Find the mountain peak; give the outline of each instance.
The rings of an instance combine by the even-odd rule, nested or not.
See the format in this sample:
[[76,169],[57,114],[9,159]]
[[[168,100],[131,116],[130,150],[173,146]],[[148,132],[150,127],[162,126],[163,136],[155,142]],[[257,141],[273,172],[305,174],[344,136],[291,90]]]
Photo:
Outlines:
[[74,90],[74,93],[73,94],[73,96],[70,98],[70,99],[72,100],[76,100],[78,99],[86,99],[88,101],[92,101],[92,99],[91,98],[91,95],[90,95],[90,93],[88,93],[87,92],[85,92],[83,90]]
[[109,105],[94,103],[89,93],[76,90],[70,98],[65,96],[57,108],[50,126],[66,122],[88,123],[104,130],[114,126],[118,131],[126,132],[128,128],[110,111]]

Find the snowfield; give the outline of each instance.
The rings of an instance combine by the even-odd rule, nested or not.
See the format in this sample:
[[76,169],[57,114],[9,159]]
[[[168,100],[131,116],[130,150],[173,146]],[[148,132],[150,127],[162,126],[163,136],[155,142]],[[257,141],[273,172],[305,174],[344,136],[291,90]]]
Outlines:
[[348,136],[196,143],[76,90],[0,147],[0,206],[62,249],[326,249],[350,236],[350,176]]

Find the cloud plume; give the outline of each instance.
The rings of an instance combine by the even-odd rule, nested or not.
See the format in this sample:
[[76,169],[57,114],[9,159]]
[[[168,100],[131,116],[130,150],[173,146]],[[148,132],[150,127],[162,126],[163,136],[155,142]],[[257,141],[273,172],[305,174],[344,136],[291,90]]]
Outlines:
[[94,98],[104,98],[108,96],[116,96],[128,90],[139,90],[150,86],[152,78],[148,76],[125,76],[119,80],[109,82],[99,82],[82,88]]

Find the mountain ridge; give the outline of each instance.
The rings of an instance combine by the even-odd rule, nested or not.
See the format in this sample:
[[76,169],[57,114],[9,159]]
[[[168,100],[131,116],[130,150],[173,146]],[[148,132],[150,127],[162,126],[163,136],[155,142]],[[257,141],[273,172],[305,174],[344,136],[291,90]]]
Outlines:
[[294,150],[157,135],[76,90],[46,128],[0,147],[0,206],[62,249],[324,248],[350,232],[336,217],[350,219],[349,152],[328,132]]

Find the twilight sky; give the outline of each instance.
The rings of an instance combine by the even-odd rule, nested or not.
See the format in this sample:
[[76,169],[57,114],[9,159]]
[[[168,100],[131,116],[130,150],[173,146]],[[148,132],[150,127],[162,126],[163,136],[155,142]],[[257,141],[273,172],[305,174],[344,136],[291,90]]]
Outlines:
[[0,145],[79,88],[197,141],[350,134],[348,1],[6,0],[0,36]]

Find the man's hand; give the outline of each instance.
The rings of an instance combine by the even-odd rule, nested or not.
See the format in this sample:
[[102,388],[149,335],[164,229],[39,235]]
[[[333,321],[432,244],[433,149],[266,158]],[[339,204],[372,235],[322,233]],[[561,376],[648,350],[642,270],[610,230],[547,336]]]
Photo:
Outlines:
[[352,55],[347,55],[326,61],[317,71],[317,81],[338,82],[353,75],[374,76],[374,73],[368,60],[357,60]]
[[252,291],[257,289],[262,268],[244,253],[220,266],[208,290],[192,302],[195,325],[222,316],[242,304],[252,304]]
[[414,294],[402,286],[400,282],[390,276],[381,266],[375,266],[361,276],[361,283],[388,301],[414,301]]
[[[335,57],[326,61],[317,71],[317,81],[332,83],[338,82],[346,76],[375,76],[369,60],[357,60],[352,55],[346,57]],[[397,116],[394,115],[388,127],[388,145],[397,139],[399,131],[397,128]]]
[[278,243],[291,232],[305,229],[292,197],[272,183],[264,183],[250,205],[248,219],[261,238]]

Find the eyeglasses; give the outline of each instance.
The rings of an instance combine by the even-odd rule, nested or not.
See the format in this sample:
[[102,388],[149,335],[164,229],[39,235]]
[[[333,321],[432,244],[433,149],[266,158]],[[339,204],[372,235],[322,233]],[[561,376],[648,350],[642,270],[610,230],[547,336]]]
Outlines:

* * *

Produce an exact repeat of the lines from the one containing "Find the eyeglasses;" through the last line of the data, and nothing more.

- _Output for this exercise_
Find the eyeglasses; give the outline of each instance.
The rings of an instance combine by the even-odd rule, nested or not.
See the format in this sample:
[[102,388],[149,335],[164,229],[39,235]]
[[[333,321],[432,244],[433,149],[266,158]],[[339,204],[372,235],[322,233]],[[561,376],[648,350],[642,270],[610,230],[547,336]]]
Outlines:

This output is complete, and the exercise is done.